▶ **Goal of the exercise**
Please copy out all of the data below character for character, leaving out the pictures.

▶ **Source material**
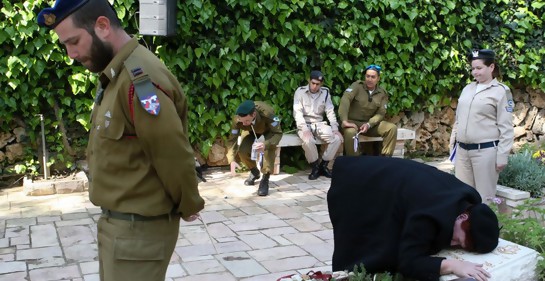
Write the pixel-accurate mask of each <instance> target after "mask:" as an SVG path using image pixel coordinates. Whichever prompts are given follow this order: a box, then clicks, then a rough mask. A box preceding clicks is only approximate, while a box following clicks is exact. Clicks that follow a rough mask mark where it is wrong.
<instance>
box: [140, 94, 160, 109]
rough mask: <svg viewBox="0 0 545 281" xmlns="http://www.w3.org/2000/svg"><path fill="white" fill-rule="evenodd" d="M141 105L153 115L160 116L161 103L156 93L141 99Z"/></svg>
mask: <svg viewBox="0 0 545 281" xmlns="http://www.w3.org/2000/svg"><path fill="white" fill-rule="evenodd" d="M140 104H142V107H143V108H144V109H145V110H146V111H147V112H148V113H149V114H152V115H158V114H159V111H160V110H161V104H160V103H159V98H158V97H157V95H156V94H155V93H153V92H152V93H149V94H147V95H144V96H143V97H142V98H140Z"/></svg>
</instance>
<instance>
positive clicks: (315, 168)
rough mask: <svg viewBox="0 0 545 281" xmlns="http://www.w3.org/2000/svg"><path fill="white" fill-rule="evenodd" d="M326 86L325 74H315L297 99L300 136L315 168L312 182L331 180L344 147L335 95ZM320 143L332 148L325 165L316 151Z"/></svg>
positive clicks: (324, 157)
mask: <svg viewBox="0 0 545 281" xmlns="http://www.w3.org/2000/svg"><path fill="white" fill-rule="evenodd" d="M323 83H324V75H323V74H322V72H320V71H318V70H314V71H312V72H311V73H310V79H309V80H308V85H307V86H303V87H299V88H298V89H297V90H296V91H295V96H294V98H293V116H294V118H295V123H296V125H297V135H299V137H300V138H301V140H303V144H302V147H303V150H304V151H305V157H306V158H307V161H308V162H309V163H310V165H311V167H312V171H311V172H310V175H309V176H308V178H309V179H310V180H315V179H317V178H318V177H319V176H320V175H322V176H325V177H327V178H331V171H330V170H329V168H328V167H327V165H328V164H329V161H331V160H333V158H334V157H335V155H336V154H337V150H338V149H339V146H340V145H341V143H342V135H341V133H340V132H339V123H337V117H336V116H335V108H334V107H333V102H331V94H330V92H329V89H328V88H326V87H322V85H323ZM324 115H326V116H327V119H328V120H329V124H327V122H326V121H324ZM316 139H320V140H322V141H324V142H326V143H327V144H328V145H327V149H326V150H325V151H324V153H323V155H322V161H321V162H320V161H319V155H318V149H317V148H316Z"/></svg>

▶ **Answer**
Write the pixel-accurate mask of each <instance> target after "mask:" as an SVG path using image pixel coordinates. Whichever prompts are given follow this order: a box, then clicks, then a rough mask. A box preceding clicks is only approximate, while a box following clicks is exact. Clicks that follow a rough mask mark where it is wrong.
<instance>
box: [140, 94, 160, 109]
rough mask: <svg viewBox="0 0 545 281" xmlns="http://www.w3.org/2000/svg"><path fill="white" fill-rule="evenodd" d="M141 105L153 115L160 116L161 103L156 93L141 99Z"/></svg>
mask: <svg viewBox="0 0 545 281" xmlns="http://www.w3.org/2000/svg"><path fill="white" fill-rule="evenodd" d="M140 104H142V107H143V108H144V109H145V110H146V111H147V112H148V113H149V114H152V115H158V114H159V111H160V110H161V104H160V103H159V98H158V97H157V95H156V94H155V93H153V92H152V93H149V94H147V95H144V96H143V97H142V98H140Z"/></svg>
</instance>
<instance>
positive clicks: (315, 168)
rough mask: <svg viewBox="0 0 545 281" xmlns="http://www.w3.org/2000/svg"><path fill="white" fill-rule="evenodd" d="M326 86L325 74H315L297 99L300 136L315 168L312 182L331 180L344 147L335 95ZM320 143L332 148L325 165L316 151Z"/></svg>
positive clicks: (324, 157)
mask: <svg viewBox="0 0 545 281" xmlns="http://www.w3.org/2000/svg"><path fill="white" fill-rule="evenodd" d="M323 83H324V75H323V74H322V72H320V71H318V70H314V71H312V72H311V73H310V79H309V80H308V85H307V86H303V87H299V88H298V89H297V90H296V91H295V96H294V98H293V116H294V118H295V123H296V125H297V135H299V137H300V138H301V140H303V144H302V147H303V150H304V151H305V157H306V158H307V161H308V162H309V163H310V165H311V167H312V171H311V172H310V175H309V176H308V178H309V179H310V180H315V179H317V178H318V177H319V176H320V175H322V176H325V177H327V178H331V171H330V170H329V168H328V167H327V165H328V164H329V161H331V160H333V158H334V157H335V155H336V154H337V150H338V149H339V146H340V145H341V143H342V135H341V133H340V132H339V123H337V117H336V116H335V108H334V107H333V102H331V94H330V92H329V89H328V88H326V87H322V85H323ZM324 115H326V116H327V119H328V120H329V124H327V122H326V121H324ZM316 139H320V140H322V141H324V142H326V143H327V144H328V145H327V149H326V150H325V151H324V153H323V155H322V161H321V162H320V161H319V155H318V149H317V148H316Z"/></svg>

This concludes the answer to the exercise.